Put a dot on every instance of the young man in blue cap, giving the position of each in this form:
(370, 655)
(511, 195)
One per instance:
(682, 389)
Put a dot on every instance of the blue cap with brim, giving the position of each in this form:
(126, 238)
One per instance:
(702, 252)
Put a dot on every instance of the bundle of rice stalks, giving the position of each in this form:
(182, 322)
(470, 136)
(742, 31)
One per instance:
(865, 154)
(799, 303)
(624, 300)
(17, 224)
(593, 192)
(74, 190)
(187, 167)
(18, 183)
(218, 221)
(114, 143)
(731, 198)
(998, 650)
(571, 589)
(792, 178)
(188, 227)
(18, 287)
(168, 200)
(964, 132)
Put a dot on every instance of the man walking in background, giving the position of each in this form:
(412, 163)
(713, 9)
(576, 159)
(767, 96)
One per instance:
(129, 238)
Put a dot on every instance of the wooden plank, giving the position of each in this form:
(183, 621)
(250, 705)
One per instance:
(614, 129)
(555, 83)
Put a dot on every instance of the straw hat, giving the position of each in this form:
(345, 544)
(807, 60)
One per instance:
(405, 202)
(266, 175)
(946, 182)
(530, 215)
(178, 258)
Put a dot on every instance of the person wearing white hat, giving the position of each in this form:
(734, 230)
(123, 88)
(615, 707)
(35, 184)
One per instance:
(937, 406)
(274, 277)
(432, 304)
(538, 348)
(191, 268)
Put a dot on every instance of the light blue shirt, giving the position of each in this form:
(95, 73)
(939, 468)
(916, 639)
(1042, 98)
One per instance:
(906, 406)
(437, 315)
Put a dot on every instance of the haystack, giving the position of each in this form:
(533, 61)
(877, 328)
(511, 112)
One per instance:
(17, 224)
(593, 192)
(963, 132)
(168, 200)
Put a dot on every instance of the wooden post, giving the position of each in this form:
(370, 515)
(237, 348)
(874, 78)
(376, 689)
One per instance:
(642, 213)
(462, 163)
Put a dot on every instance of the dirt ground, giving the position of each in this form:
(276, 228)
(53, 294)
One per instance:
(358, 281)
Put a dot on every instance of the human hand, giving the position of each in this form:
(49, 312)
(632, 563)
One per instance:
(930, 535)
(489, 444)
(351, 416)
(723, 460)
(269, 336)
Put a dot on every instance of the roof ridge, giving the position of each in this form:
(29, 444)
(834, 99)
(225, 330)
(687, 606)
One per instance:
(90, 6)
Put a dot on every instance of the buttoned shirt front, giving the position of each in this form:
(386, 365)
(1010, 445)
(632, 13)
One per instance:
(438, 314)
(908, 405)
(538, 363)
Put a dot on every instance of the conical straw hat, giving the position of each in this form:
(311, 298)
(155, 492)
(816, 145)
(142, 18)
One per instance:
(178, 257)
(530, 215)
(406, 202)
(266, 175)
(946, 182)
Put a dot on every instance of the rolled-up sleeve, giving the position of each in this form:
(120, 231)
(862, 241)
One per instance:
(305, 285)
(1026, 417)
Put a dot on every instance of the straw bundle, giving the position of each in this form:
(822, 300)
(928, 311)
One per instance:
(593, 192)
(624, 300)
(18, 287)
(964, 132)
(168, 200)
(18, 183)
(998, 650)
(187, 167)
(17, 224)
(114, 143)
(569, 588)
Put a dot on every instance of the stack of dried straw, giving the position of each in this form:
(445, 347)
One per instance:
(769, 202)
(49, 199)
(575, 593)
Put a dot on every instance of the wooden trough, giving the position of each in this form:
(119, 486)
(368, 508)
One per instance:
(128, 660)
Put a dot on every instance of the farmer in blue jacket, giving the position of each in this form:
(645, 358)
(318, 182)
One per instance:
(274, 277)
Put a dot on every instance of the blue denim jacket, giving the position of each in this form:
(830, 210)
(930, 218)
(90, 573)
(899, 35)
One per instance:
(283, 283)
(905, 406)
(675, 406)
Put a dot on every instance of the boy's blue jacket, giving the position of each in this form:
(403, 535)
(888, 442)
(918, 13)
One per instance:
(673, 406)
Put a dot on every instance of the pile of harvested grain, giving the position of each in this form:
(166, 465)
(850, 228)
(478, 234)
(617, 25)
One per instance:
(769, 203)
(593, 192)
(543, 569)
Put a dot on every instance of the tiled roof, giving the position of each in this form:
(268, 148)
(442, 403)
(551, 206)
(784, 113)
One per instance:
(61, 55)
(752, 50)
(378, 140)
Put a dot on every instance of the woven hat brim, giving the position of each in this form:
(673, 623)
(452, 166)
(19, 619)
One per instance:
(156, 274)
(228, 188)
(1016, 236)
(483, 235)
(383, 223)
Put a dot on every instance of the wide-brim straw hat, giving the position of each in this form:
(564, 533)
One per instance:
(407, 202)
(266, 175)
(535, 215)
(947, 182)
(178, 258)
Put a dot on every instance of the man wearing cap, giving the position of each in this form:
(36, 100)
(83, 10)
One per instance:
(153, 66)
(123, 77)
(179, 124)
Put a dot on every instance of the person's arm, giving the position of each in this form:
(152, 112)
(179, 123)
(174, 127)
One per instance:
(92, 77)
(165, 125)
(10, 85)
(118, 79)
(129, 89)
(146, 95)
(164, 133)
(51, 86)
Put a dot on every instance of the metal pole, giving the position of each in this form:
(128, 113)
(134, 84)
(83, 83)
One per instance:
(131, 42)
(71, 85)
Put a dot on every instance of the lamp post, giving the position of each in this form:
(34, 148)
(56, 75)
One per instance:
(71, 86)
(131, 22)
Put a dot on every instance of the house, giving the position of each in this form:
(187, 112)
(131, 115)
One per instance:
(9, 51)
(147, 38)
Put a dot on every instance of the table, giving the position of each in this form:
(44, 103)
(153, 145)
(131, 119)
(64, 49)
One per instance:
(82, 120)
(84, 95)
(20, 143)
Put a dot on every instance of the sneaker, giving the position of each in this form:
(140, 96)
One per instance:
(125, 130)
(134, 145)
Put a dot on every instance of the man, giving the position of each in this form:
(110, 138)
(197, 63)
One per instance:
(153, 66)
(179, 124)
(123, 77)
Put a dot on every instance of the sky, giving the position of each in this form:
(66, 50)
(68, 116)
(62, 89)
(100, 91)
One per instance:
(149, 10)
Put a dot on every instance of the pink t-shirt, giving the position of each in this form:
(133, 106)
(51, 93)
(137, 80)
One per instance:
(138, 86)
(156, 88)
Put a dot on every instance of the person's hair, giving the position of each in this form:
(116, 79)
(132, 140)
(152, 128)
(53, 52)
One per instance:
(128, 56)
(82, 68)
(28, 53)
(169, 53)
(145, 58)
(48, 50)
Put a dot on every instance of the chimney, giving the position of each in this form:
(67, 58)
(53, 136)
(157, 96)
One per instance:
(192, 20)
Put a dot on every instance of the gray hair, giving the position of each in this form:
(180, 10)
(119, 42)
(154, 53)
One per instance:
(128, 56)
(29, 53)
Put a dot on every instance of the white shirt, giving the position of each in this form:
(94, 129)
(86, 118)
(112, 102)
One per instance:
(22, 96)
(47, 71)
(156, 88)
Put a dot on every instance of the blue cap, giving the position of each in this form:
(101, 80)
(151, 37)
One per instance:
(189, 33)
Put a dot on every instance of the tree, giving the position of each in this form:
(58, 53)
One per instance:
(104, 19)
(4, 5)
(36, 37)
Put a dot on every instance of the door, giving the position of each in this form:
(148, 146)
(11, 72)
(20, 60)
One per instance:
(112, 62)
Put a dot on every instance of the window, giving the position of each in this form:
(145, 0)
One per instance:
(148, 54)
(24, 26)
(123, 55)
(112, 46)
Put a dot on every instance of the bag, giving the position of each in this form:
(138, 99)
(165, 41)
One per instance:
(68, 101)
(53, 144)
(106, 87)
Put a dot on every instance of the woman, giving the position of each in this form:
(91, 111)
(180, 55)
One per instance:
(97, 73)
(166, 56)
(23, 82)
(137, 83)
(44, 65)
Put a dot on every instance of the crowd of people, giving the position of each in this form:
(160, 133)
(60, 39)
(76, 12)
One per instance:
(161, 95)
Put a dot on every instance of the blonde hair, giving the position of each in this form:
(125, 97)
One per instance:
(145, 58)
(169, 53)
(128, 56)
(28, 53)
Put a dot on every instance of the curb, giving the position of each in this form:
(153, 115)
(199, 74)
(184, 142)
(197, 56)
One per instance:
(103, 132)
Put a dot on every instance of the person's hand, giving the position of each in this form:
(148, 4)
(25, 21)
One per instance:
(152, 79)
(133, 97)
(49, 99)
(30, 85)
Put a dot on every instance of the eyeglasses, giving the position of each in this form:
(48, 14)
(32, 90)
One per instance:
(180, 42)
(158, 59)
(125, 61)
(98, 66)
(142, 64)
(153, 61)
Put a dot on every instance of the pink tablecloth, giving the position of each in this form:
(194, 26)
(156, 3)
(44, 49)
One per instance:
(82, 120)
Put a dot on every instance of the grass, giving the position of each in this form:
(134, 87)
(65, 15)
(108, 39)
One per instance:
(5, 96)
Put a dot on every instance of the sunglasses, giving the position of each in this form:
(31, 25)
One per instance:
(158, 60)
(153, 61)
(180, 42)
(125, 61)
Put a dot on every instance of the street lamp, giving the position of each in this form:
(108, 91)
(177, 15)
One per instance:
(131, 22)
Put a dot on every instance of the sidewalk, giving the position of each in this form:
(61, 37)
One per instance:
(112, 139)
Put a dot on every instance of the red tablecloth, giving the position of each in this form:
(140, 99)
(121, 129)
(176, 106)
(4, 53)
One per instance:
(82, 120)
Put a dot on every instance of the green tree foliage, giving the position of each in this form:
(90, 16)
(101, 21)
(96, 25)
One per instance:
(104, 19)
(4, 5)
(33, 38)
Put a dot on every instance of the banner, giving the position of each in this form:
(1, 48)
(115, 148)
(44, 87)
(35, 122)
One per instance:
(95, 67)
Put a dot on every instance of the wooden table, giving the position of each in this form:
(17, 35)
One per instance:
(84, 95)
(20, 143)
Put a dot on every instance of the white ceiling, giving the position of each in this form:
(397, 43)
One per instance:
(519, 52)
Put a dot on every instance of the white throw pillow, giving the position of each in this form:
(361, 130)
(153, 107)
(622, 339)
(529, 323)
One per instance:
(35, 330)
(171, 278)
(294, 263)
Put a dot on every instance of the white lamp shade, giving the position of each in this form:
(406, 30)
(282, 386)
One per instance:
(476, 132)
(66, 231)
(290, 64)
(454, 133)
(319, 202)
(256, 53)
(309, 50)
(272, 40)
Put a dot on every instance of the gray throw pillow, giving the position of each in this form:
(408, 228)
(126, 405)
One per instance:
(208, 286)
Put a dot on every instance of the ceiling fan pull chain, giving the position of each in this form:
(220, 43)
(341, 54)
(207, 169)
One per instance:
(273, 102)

++++

> [What you have to do]: From the entries, work out how many lines include the word "ceiling", answering with the number only.

> [Response]: 2